Reproduce exactly the line in which "Each instance of the riveted" occurs and all the lines after it, ending with the last line.

··· TASK MATERIAL ···

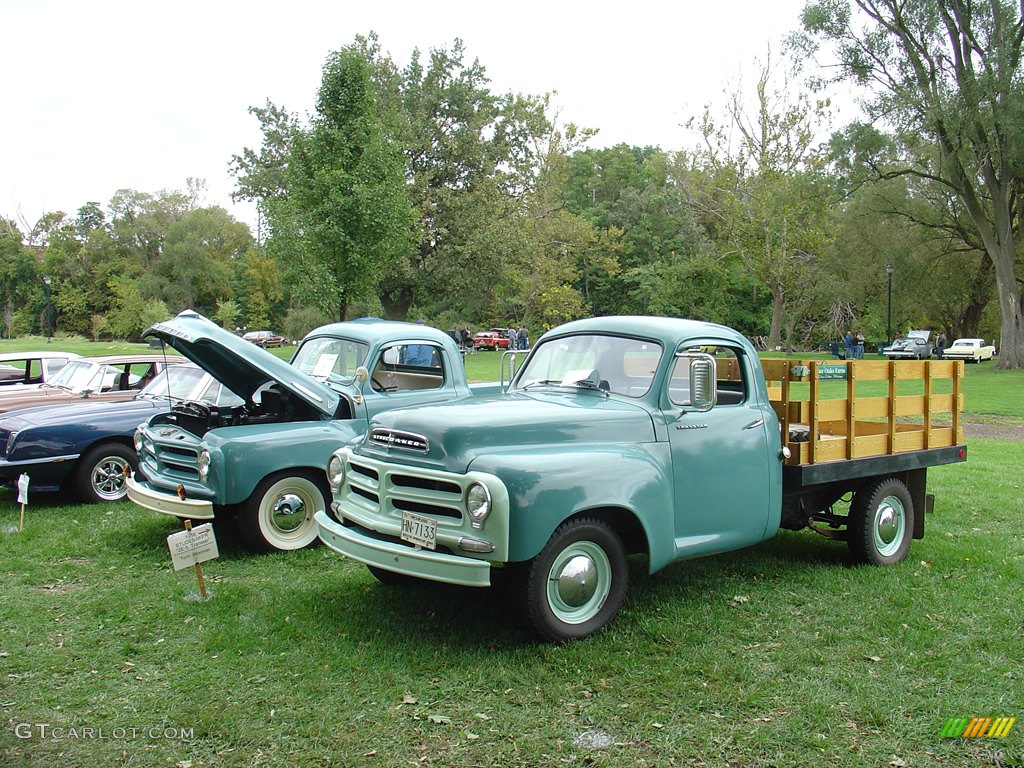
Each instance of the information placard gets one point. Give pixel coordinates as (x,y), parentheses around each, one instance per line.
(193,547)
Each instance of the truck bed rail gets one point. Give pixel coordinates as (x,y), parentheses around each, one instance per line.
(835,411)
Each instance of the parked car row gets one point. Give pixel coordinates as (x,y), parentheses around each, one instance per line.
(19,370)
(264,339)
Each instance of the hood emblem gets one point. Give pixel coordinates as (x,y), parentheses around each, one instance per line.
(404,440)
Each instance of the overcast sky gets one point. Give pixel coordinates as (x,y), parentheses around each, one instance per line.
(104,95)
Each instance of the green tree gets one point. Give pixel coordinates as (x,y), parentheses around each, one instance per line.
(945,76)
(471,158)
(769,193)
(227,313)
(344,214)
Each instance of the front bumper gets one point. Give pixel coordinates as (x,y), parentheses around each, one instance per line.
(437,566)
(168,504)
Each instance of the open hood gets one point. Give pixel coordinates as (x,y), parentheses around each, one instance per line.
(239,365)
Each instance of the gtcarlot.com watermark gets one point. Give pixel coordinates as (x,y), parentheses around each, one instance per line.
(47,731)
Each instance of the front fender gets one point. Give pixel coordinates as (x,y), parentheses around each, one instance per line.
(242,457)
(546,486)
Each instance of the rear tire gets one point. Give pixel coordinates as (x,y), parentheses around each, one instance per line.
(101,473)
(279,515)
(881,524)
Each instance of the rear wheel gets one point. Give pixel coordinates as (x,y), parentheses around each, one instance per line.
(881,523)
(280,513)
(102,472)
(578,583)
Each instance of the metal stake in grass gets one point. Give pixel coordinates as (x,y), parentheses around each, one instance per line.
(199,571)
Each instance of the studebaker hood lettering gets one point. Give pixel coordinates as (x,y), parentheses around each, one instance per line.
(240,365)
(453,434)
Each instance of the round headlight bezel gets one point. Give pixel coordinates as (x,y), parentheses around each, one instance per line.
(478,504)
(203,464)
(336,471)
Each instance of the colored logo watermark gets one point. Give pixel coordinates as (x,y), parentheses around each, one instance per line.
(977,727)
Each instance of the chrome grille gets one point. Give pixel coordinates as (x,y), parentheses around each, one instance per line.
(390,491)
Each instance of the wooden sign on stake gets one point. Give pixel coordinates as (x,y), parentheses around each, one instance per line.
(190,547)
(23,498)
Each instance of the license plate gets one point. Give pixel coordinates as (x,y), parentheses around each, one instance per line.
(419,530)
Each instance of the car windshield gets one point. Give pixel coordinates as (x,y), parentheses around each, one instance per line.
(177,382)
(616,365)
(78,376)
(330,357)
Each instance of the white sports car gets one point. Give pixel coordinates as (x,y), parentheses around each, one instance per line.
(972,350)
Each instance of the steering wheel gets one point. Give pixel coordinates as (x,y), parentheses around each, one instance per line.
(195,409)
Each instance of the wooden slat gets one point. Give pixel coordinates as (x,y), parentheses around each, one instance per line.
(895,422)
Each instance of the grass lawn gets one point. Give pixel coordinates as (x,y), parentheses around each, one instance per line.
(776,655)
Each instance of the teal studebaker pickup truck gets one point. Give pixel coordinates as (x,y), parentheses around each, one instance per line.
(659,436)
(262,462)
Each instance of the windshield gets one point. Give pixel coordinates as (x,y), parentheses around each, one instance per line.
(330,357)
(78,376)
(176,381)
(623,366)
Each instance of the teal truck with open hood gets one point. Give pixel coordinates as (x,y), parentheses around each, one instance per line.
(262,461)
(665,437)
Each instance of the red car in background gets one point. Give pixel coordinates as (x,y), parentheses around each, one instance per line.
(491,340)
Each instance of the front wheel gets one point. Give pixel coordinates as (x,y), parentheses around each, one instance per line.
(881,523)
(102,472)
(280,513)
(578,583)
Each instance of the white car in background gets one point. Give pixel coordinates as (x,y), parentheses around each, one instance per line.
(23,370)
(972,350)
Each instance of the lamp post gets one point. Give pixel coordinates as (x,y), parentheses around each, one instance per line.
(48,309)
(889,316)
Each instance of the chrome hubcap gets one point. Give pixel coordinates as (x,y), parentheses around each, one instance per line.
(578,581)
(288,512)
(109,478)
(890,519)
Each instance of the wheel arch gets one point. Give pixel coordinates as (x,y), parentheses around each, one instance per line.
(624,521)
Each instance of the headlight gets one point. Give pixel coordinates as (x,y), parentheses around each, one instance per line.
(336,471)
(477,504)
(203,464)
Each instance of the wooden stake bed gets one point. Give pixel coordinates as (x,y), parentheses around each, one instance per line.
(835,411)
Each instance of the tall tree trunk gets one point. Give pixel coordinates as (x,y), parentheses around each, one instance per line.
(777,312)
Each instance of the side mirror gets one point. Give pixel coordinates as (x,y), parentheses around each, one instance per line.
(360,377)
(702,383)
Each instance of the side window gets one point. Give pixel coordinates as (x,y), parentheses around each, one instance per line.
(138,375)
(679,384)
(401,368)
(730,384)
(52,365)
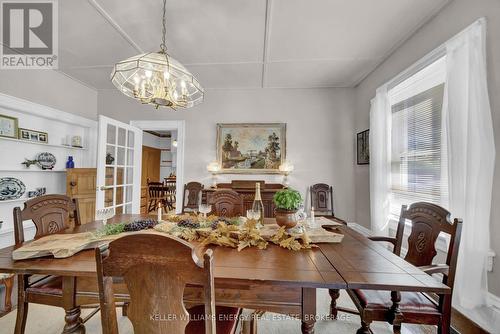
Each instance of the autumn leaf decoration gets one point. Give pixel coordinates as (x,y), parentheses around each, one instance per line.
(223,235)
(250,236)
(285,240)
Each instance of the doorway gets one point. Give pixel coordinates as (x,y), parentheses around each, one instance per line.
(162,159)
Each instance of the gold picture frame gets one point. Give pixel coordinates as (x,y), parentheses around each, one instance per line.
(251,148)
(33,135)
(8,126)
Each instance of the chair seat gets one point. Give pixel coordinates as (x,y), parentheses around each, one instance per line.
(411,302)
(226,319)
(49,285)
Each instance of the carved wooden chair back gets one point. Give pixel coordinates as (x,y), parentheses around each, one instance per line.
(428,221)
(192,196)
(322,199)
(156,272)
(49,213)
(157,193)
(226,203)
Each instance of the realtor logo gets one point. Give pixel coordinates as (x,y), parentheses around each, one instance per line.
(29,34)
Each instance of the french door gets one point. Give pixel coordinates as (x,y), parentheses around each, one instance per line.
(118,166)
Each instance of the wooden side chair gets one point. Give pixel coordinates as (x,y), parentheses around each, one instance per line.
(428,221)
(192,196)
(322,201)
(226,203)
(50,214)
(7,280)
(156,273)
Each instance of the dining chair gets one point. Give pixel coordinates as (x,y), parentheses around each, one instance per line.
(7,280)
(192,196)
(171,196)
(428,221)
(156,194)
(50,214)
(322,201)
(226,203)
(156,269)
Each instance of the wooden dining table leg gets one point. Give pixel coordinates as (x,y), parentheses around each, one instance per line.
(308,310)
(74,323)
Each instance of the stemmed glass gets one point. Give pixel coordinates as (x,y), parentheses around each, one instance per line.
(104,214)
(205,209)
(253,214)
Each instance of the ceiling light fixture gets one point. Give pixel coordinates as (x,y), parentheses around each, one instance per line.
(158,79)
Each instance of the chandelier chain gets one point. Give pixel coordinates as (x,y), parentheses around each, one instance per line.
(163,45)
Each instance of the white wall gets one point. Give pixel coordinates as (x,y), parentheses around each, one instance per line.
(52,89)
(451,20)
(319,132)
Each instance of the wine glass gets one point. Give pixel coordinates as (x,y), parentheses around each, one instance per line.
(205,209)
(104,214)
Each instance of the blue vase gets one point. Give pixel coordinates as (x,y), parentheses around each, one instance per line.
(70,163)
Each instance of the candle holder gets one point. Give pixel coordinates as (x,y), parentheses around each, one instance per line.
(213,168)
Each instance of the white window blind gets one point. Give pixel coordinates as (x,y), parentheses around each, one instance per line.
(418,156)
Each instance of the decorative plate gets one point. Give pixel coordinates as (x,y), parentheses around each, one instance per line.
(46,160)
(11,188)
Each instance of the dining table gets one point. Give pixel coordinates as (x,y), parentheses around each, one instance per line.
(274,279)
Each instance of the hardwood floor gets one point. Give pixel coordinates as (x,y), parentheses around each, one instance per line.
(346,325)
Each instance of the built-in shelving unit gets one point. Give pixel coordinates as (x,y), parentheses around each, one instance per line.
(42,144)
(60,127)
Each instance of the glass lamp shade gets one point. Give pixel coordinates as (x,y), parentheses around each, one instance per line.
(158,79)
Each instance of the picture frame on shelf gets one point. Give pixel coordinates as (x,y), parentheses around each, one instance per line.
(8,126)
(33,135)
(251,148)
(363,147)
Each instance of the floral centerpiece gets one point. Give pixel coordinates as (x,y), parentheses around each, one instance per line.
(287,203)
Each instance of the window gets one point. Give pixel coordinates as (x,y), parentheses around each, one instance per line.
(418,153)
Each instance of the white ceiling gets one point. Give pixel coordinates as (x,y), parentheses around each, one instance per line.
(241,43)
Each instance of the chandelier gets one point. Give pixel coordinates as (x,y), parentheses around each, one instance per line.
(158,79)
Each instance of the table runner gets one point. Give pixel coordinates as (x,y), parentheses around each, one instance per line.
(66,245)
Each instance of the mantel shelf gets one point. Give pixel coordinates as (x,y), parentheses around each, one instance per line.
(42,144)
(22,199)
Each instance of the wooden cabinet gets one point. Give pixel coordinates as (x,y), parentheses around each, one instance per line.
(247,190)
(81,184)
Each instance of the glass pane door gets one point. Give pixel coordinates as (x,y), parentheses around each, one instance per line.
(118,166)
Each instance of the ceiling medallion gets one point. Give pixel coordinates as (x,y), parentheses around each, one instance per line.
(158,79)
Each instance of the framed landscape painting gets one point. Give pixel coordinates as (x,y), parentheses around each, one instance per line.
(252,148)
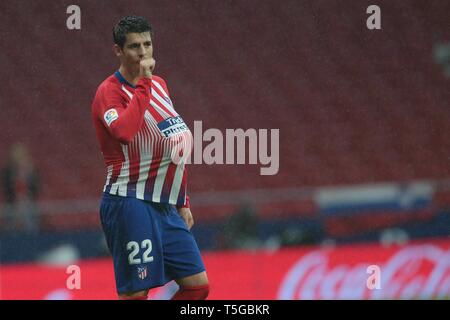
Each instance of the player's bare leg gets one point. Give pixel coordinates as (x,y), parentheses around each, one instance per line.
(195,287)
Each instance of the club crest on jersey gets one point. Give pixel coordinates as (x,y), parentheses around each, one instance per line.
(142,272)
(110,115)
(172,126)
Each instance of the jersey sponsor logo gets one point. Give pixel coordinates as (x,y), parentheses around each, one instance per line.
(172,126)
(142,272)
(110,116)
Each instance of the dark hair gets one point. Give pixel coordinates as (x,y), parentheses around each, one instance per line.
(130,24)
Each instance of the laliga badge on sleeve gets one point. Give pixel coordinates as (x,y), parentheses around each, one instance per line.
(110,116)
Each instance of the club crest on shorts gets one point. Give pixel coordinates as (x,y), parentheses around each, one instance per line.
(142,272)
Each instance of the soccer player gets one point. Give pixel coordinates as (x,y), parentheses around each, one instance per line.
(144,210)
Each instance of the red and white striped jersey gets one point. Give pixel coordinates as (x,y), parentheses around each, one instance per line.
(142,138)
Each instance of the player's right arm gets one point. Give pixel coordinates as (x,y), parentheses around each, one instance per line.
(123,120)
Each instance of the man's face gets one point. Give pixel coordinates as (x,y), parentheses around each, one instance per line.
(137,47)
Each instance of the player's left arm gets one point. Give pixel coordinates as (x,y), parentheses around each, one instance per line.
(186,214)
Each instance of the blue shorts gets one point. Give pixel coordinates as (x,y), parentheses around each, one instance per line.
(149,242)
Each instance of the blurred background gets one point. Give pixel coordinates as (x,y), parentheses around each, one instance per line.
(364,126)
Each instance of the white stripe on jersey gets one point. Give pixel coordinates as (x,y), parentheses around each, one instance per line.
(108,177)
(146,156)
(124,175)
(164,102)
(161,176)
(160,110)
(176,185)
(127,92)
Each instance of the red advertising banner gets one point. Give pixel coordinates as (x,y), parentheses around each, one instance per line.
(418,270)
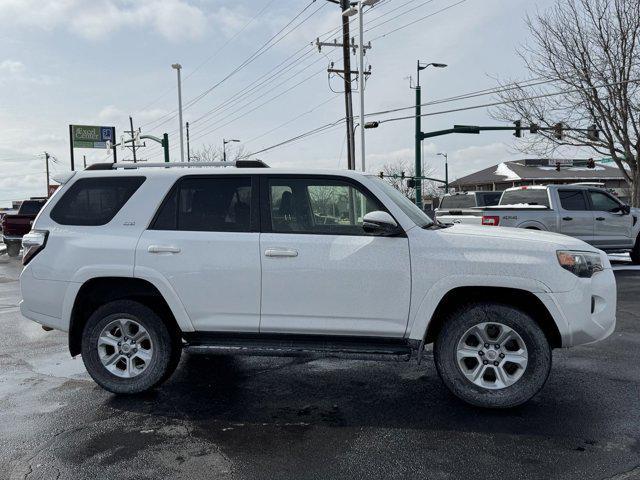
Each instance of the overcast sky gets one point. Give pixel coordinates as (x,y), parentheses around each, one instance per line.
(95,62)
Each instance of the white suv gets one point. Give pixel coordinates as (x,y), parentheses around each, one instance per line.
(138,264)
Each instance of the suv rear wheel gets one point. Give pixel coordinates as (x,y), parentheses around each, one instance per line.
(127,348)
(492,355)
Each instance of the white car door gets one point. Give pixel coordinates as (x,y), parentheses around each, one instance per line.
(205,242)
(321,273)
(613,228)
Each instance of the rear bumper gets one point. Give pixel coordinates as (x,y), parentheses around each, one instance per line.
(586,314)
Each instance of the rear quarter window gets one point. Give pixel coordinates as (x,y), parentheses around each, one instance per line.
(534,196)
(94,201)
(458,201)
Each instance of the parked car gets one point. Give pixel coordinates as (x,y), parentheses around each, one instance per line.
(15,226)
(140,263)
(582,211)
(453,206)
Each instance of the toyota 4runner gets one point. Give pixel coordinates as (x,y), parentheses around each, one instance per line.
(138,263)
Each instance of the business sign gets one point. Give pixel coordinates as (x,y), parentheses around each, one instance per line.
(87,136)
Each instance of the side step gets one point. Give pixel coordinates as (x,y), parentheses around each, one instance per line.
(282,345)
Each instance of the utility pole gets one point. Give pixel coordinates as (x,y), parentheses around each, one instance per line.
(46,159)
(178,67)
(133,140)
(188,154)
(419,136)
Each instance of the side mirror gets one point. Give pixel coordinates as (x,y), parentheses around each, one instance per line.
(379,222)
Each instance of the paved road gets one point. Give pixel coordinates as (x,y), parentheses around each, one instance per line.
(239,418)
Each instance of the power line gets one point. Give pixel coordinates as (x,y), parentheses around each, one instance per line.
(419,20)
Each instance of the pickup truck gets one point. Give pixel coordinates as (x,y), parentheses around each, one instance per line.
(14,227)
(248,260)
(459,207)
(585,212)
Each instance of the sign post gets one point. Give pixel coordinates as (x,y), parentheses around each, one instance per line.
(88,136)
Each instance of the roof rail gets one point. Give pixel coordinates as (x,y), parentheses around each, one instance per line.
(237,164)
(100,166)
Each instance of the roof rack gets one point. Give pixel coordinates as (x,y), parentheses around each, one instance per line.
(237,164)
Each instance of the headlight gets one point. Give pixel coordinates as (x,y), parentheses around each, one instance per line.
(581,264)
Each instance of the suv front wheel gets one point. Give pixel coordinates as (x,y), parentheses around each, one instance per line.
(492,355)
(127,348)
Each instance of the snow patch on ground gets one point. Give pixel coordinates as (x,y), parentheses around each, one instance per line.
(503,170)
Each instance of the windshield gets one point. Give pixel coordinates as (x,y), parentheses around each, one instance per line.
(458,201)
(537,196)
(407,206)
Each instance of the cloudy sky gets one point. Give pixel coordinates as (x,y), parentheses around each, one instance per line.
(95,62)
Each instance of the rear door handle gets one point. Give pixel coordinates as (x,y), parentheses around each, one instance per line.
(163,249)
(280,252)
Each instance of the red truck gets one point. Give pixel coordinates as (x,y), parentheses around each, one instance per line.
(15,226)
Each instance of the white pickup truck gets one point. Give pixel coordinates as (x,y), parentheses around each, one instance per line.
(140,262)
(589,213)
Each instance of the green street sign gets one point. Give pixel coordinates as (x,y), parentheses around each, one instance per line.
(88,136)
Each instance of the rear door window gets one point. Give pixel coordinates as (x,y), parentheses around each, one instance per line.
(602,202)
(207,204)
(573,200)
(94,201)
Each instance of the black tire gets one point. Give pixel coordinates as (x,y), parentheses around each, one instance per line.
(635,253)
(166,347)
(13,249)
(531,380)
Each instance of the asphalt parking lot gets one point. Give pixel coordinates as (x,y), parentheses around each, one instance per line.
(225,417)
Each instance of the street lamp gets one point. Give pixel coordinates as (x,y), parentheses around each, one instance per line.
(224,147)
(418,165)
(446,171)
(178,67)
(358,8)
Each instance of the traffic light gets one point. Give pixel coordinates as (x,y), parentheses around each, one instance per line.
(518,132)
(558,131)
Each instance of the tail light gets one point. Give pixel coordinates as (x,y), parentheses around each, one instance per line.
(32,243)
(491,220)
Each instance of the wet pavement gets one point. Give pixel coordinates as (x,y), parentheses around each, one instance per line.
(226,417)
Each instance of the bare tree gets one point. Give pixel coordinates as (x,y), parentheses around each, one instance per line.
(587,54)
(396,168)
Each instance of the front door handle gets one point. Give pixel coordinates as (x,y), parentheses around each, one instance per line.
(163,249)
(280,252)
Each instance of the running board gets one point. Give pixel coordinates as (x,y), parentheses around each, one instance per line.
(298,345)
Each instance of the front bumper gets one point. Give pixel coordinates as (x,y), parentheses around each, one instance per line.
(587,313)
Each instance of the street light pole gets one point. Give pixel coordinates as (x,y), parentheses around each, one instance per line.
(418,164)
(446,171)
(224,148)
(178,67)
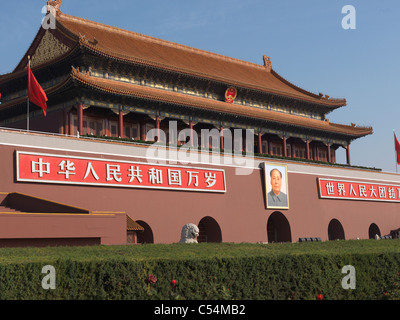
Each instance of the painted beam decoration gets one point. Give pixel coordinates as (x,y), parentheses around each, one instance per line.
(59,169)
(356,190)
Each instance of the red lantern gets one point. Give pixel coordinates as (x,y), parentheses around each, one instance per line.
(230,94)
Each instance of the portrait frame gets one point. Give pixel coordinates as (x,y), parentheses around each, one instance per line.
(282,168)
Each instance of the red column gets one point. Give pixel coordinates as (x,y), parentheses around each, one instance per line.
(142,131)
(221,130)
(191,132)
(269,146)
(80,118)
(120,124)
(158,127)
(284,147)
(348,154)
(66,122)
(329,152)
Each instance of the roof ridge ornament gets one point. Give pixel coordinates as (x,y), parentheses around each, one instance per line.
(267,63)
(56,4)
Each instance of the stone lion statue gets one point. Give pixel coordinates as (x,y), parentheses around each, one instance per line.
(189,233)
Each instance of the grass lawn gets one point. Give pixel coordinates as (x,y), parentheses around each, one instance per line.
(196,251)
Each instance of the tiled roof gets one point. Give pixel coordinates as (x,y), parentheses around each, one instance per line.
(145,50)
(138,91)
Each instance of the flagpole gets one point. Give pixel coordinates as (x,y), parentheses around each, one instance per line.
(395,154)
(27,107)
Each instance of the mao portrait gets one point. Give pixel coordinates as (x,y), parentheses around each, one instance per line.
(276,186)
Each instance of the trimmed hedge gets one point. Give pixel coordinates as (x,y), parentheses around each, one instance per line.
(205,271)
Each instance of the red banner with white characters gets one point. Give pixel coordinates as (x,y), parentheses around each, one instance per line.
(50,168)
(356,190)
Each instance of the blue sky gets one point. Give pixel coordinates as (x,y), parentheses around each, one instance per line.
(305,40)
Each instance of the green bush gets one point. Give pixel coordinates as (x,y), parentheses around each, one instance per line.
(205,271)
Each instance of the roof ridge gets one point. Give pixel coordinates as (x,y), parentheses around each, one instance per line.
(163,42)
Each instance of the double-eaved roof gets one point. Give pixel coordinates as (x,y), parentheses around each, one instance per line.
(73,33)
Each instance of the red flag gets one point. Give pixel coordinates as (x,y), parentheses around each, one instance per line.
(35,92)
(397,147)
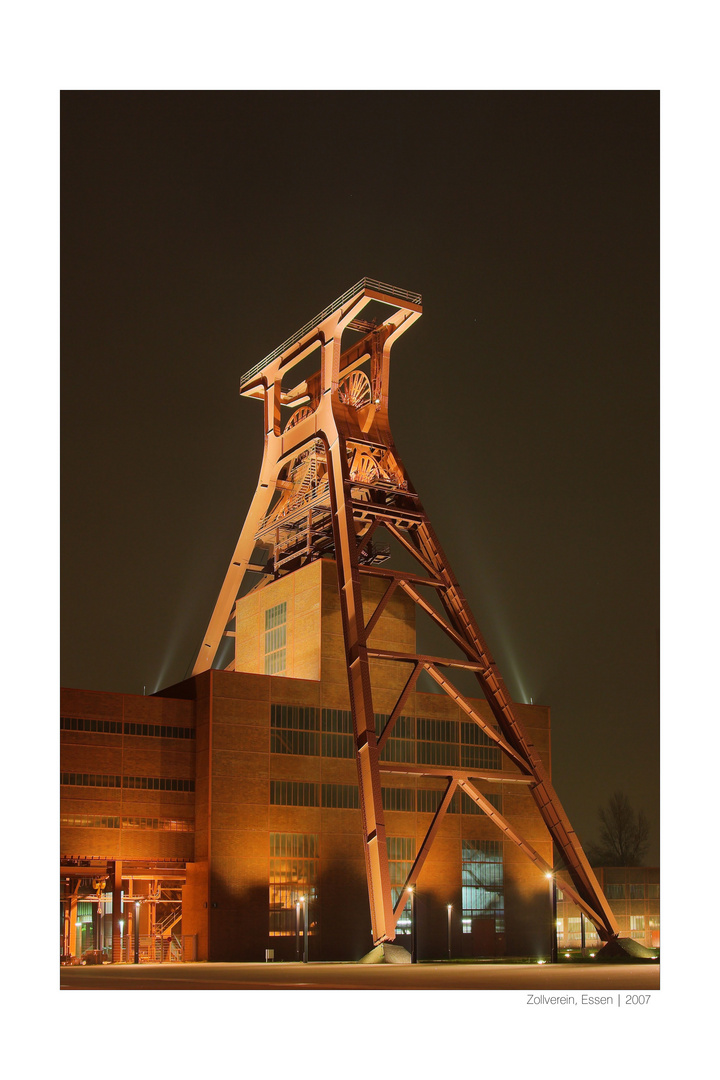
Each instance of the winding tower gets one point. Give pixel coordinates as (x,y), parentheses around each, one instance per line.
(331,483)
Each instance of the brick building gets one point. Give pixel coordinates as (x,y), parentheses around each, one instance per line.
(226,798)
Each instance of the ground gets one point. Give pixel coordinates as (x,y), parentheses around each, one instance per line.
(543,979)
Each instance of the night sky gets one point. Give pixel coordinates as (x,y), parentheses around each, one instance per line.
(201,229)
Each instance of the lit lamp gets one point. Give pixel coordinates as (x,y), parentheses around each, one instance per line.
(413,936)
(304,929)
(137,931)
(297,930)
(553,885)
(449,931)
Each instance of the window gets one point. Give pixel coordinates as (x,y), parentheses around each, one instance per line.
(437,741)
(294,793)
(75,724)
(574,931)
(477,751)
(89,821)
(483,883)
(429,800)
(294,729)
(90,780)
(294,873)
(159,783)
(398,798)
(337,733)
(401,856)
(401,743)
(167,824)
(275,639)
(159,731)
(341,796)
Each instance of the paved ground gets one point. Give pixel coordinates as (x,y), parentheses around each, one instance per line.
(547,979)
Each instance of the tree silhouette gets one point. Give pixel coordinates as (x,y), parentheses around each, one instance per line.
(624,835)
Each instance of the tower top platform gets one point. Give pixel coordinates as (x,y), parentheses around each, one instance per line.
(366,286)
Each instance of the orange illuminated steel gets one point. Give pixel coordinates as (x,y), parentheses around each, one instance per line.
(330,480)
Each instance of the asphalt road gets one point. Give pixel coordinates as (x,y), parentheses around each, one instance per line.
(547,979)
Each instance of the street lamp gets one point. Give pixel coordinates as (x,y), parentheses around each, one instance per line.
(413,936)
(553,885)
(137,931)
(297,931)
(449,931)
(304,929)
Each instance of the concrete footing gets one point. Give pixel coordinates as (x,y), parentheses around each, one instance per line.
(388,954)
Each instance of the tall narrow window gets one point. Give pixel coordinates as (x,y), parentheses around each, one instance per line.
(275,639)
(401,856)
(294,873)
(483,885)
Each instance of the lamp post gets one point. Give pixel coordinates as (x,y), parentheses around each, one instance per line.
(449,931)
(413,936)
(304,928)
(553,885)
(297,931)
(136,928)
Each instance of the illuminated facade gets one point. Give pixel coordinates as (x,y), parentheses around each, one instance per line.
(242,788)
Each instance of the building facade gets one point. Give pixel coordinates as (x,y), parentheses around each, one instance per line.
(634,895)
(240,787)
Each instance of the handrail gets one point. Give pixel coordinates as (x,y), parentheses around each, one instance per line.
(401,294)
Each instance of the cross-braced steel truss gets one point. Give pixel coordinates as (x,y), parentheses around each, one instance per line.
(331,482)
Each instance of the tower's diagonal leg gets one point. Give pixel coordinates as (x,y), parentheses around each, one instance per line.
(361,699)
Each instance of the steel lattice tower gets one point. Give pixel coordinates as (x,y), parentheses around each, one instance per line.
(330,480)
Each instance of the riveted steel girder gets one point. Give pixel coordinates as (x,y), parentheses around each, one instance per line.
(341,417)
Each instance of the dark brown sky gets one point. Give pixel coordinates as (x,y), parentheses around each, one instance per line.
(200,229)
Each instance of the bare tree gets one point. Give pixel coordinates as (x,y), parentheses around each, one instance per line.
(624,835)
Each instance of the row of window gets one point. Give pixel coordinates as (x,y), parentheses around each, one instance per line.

···

▶ **EXPECTED OUTPUT**:
Each instance of the riveted steel girder gets one point. Give pixel coordinates as (x,y), parentheses around each, one instance per line.
(341,417)
Each instance of the dark brown sky gets one point. Give pixel coordinates as (x,y), parentheses around each, one instance per line.
(200,229)
Each instance of the bare tree gets one point. Give pixel coordinates as (x,y), parentheses around each, one instance per line.
(624,835)
Each instance of the row of window gets one point. Give pixel coordinates as (x,y), parentheses around each, one instance per line.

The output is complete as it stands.